◆ Photo-based referring expression data ◆
↓

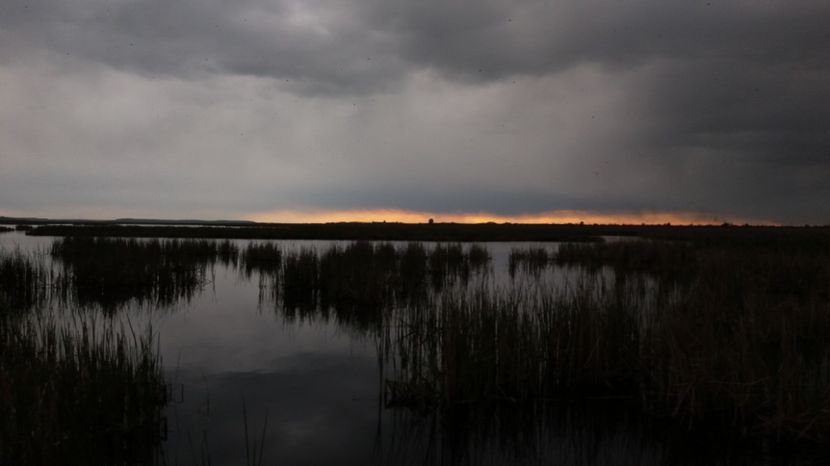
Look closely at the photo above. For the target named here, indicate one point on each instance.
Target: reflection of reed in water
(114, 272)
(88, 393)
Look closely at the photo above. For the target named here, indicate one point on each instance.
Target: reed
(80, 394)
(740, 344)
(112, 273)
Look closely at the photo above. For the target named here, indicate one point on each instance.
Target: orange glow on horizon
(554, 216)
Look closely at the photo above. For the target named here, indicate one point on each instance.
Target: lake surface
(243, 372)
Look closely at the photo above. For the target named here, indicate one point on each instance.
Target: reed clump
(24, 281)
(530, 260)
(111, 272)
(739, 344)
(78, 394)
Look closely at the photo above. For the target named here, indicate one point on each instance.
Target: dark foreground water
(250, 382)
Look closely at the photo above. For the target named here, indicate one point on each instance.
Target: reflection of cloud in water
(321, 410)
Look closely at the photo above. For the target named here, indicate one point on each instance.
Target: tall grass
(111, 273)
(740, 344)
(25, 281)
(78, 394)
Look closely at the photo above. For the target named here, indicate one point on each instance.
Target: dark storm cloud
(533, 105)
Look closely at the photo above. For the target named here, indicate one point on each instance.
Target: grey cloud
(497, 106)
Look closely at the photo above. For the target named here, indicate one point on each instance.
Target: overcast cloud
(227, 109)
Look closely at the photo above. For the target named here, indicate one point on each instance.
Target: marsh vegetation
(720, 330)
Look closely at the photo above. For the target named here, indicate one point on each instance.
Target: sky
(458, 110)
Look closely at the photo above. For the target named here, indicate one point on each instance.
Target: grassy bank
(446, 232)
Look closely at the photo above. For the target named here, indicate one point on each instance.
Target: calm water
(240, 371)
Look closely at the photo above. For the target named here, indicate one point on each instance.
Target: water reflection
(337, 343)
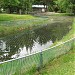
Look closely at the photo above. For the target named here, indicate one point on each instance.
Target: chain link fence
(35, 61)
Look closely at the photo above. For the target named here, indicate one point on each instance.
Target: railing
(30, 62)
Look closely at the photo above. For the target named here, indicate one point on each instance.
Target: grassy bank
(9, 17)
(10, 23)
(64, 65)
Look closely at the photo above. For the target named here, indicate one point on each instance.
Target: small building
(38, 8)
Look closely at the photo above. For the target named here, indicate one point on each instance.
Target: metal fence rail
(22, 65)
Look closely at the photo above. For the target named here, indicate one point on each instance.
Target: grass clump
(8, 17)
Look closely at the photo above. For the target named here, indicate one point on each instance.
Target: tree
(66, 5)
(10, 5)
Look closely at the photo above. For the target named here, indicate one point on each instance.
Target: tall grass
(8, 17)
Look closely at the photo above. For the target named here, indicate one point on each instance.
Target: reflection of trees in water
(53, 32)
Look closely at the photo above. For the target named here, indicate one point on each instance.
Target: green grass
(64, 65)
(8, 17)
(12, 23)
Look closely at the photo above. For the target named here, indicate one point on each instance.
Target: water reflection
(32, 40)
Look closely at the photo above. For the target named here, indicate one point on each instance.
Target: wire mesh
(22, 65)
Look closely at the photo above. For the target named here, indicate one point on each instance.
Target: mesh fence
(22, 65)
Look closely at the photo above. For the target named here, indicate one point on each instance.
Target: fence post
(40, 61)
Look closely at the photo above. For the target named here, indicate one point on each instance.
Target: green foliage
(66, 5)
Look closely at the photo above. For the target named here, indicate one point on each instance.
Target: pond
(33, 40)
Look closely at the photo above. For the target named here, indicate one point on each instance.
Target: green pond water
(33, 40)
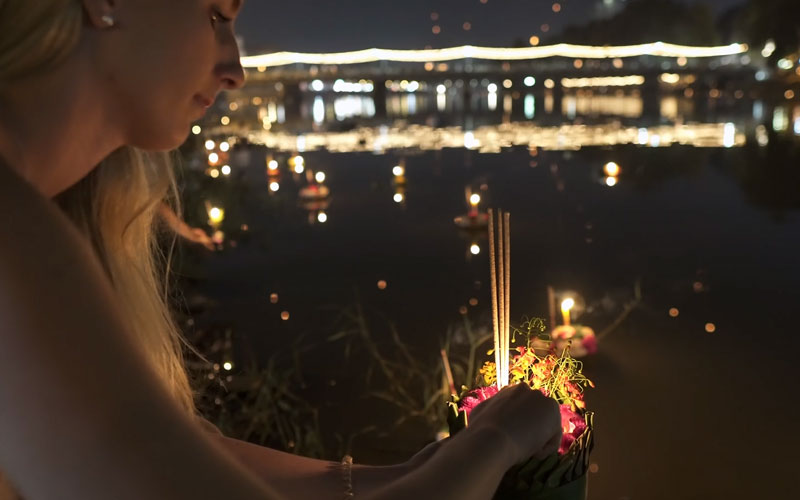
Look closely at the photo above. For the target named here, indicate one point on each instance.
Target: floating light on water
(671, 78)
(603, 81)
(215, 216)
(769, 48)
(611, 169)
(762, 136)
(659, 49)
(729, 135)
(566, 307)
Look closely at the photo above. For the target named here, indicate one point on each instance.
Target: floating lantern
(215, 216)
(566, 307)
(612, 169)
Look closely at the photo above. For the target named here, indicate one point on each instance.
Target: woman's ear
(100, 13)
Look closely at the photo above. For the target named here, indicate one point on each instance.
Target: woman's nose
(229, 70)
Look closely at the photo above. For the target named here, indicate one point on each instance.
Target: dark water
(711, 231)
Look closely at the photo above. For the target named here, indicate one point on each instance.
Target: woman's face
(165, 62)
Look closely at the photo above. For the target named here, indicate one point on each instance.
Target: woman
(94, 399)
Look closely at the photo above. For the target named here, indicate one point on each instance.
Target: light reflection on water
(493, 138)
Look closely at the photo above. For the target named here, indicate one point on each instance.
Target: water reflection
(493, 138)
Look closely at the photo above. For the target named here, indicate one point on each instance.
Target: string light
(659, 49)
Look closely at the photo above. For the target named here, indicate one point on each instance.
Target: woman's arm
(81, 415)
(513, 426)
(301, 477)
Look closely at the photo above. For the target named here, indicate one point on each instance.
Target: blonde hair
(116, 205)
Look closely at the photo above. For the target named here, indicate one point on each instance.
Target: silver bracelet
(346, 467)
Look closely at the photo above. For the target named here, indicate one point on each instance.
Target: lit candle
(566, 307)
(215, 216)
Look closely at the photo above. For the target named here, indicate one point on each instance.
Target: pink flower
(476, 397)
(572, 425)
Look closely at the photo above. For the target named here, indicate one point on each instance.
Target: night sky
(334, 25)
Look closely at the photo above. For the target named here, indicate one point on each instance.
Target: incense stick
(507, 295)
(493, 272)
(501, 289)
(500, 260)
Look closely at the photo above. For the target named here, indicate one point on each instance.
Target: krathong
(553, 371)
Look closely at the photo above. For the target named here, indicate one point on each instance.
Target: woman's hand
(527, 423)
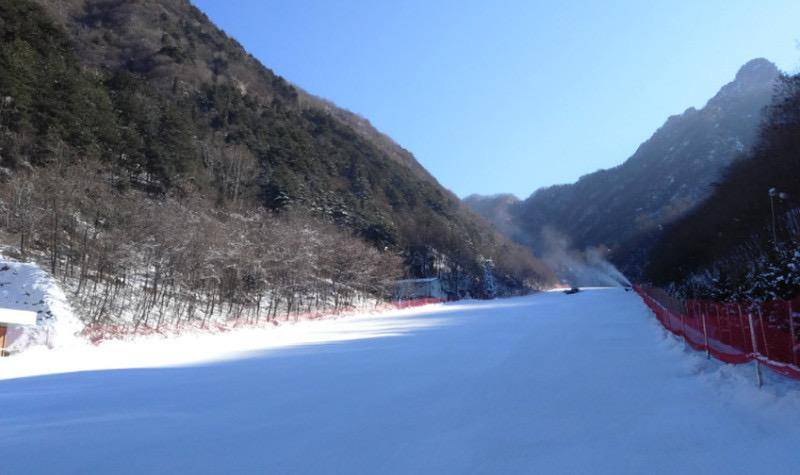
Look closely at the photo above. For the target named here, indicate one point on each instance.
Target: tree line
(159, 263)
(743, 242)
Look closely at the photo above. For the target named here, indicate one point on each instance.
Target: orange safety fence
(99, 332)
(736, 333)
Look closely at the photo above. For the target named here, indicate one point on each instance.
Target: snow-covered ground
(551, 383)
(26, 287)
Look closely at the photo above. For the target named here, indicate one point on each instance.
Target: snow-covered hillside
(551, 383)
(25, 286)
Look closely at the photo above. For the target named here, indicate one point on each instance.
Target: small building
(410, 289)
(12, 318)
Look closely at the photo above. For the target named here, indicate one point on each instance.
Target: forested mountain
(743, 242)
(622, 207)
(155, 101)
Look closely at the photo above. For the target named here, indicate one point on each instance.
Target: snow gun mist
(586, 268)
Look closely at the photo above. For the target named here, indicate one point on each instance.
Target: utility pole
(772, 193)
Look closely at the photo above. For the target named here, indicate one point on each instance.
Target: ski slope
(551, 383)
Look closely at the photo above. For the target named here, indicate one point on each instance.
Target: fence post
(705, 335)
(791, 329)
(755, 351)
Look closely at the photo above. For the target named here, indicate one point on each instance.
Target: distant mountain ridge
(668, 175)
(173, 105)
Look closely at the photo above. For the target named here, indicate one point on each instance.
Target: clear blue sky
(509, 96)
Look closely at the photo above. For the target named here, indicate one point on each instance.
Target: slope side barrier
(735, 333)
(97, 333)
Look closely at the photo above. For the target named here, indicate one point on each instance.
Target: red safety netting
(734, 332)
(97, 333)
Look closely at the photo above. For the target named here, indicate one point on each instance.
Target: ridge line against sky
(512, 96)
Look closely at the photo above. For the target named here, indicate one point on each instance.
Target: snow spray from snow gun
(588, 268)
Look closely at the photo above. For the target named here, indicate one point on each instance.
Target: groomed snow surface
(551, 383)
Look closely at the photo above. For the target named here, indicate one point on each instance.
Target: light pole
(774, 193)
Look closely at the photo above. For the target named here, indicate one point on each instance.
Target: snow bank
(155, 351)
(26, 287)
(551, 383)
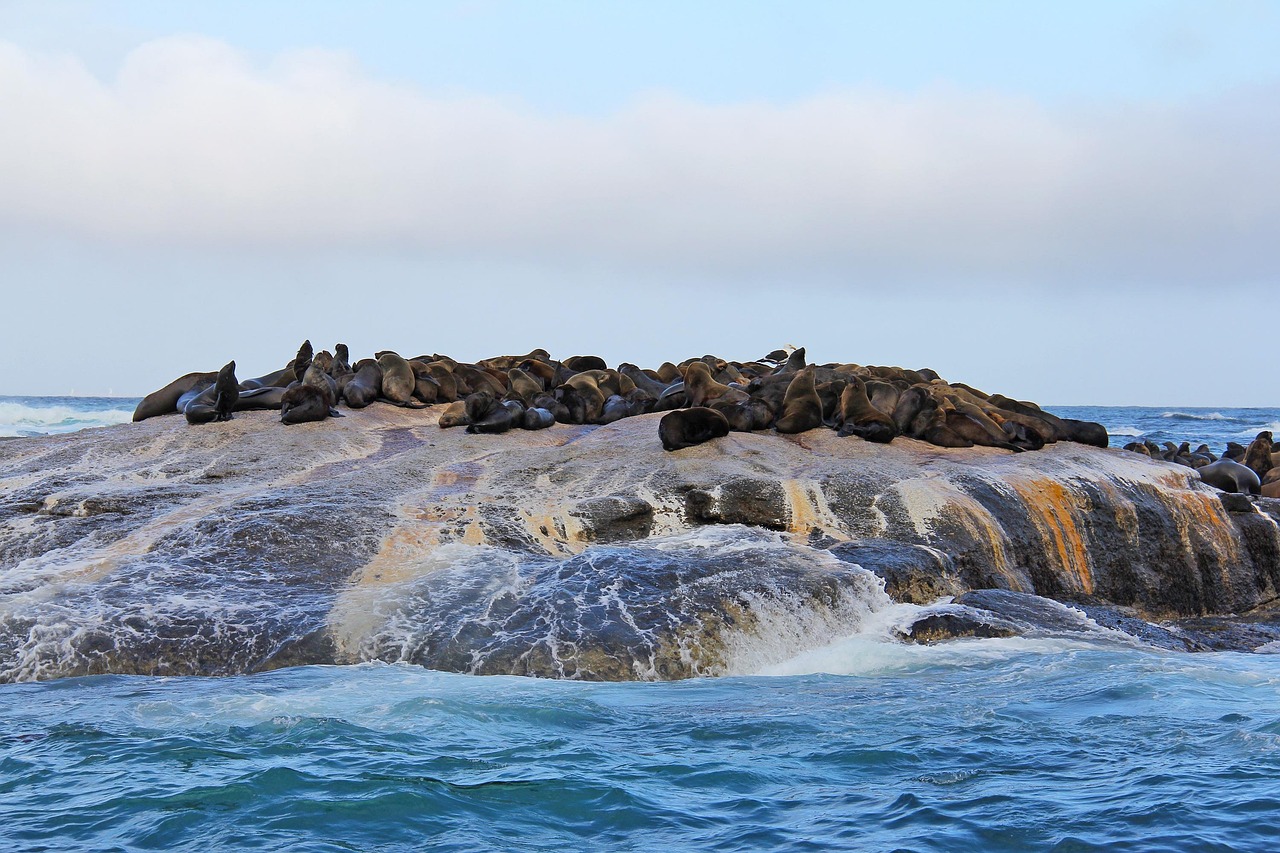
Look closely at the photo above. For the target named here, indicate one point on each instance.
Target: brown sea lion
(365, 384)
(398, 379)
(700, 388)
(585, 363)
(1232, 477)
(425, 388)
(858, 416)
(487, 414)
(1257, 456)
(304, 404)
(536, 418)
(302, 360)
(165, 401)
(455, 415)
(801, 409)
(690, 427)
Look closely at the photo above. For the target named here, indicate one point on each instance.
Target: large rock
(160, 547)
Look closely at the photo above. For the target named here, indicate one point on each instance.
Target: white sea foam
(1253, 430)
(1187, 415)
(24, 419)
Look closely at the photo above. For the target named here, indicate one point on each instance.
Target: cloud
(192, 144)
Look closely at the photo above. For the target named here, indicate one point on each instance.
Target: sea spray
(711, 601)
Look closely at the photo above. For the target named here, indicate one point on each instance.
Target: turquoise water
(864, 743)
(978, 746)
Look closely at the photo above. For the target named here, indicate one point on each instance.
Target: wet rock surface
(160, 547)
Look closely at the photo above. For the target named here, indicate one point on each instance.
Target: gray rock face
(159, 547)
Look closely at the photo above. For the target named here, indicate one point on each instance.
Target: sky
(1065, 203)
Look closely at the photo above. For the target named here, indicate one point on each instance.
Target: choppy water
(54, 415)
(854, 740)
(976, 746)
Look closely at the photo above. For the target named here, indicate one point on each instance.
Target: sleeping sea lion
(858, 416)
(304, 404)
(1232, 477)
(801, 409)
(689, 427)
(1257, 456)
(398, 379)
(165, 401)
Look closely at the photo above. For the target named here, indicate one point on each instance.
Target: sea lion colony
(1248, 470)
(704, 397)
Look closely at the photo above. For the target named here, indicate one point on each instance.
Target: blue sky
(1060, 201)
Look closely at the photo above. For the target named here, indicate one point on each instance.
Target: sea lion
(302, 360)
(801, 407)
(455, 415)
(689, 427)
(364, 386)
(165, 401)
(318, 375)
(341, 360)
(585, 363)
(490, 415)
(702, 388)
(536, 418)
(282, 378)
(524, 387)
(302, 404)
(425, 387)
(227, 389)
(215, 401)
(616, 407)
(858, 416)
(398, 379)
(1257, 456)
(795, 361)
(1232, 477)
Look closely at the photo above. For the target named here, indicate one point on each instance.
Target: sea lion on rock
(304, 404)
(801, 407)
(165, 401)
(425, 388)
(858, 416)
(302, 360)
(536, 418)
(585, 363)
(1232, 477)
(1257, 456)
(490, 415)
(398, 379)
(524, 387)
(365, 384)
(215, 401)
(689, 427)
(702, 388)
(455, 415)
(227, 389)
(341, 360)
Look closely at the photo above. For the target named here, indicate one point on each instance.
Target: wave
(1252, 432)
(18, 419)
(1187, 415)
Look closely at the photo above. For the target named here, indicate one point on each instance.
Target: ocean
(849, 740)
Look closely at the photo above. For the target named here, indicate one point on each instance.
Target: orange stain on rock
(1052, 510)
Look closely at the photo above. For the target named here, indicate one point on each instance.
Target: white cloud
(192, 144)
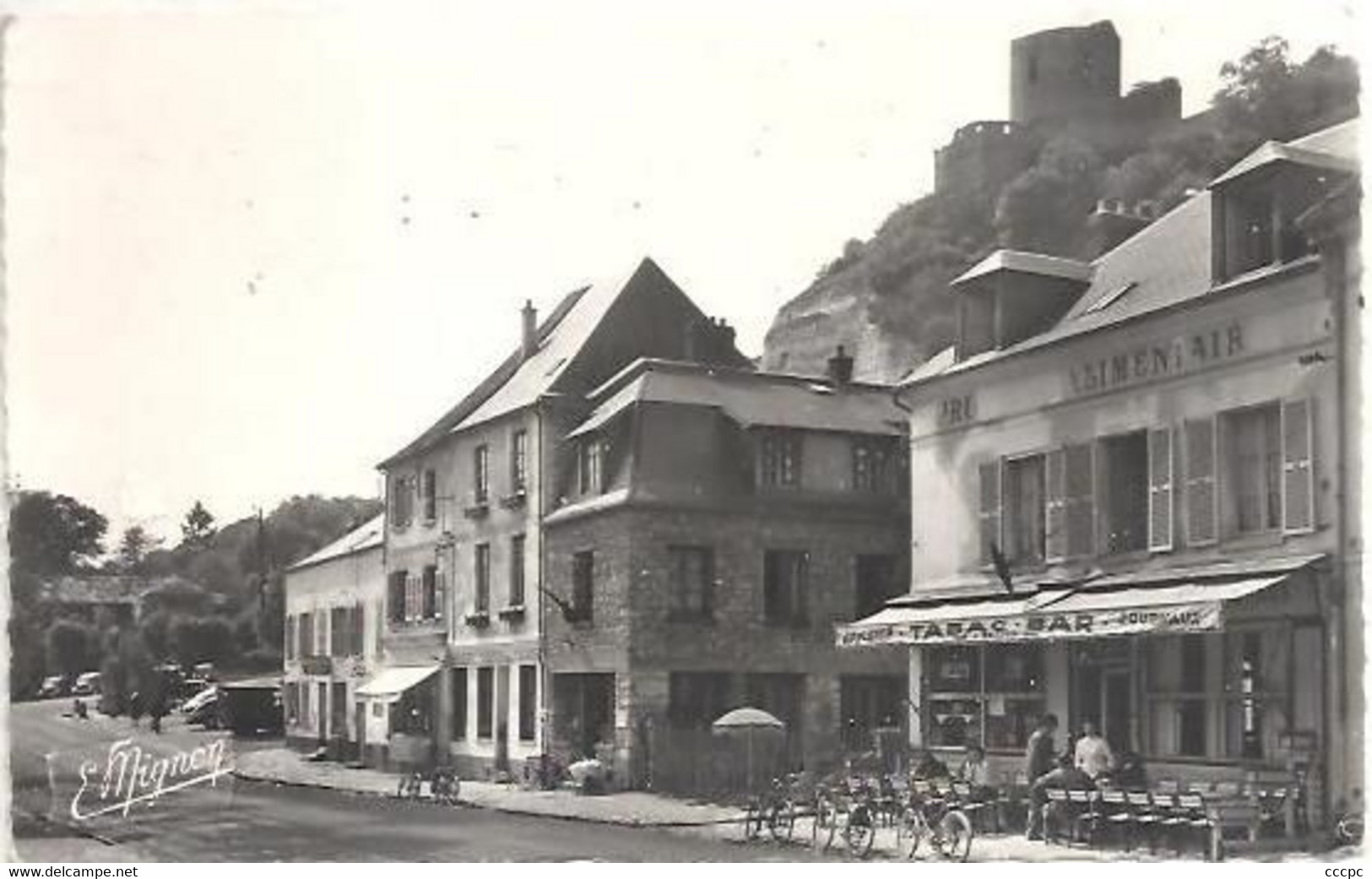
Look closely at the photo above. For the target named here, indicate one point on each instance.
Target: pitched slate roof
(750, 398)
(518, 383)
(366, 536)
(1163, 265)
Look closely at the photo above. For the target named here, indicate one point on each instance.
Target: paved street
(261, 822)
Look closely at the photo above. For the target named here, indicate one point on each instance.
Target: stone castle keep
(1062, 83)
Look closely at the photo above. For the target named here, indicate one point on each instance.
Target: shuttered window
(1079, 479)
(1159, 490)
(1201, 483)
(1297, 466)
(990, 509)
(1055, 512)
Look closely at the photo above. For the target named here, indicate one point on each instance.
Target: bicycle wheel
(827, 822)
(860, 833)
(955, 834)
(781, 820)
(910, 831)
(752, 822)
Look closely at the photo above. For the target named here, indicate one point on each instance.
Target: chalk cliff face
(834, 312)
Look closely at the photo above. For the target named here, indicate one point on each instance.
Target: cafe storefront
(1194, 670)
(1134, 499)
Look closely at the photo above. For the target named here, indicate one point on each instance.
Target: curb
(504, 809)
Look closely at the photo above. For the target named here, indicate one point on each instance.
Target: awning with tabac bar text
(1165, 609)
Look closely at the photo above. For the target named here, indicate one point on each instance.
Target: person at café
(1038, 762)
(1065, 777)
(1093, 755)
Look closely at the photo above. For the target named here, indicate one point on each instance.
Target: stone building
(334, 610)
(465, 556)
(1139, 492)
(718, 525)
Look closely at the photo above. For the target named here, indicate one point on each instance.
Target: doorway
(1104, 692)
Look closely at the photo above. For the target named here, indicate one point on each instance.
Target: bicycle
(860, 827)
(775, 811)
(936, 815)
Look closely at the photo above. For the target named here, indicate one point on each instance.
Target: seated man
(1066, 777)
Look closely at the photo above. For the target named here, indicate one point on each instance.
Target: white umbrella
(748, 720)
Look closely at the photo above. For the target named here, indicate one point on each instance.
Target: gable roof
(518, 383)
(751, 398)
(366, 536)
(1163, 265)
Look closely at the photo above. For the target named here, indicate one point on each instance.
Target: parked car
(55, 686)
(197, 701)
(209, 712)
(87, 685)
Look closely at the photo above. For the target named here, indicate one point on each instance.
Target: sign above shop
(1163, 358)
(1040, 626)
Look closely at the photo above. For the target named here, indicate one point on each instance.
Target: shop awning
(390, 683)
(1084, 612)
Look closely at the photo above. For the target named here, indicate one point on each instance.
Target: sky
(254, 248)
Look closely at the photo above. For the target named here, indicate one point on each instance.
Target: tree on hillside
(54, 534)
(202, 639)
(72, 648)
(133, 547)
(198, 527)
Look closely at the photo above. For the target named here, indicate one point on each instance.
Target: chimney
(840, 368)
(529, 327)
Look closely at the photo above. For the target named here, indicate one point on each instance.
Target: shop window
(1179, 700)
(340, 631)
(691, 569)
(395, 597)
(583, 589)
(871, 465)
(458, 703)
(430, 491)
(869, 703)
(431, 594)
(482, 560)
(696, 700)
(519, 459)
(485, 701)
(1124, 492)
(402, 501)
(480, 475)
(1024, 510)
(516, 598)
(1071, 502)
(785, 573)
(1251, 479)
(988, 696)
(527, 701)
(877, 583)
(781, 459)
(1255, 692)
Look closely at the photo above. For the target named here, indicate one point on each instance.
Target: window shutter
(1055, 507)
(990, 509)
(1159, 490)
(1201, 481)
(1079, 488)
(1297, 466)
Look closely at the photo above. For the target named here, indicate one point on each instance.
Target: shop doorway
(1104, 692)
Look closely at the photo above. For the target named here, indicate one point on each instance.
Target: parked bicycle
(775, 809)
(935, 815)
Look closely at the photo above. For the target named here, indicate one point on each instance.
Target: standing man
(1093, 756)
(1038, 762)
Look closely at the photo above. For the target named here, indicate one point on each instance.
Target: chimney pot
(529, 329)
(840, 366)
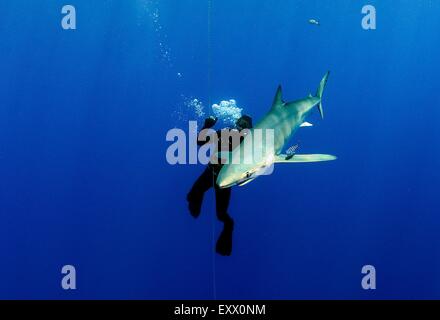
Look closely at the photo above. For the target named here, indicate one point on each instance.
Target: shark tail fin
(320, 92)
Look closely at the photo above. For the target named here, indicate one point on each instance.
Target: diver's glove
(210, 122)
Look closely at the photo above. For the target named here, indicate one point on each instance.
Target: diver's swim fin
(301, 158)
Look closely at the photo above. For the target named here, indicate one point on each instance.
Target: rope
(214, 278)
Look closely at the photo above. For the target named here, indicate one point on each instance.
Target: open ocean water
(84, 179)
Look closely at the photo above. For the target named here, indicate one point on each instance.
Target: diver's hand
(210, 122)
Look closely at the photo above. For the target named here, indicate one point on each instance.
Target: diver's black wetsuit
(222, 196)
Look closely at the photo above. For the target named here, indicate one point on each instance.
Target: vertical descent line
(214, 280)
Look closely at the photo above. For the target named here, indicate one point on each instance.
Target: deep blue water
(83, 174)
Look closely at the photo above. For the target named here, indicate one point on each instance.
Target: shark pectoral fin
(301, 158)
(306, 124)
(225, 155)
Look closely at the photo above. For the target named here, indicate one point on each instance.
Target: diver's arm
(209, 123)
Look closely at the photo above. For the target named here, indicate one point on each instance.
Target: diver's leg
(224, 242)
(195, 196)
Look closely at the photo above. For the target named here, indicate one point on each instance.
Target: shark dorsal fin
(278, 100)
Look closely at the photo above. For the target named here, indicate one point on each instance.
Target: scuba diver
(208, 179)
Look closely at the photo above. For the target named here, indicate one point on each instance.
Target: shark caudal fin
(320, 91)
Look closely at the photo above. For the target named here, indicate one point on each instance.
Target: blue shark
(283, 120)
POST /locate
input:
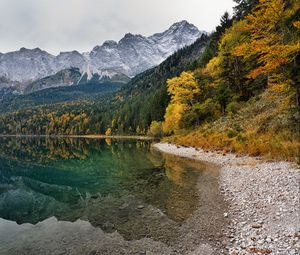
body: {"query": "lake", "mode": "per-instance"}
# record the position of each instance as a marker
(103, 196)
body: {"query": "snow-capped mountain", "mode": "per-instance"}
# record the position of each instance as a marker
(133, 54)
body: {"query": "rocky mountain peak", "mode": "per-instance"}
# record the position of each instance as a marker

↑

◆ GOAL OF THE EXERCISE ◆
From the data above, count the lines that hold the string "mode". Reply with only that number.

◆ SOLUTION TO THE PROBLEM ◆
3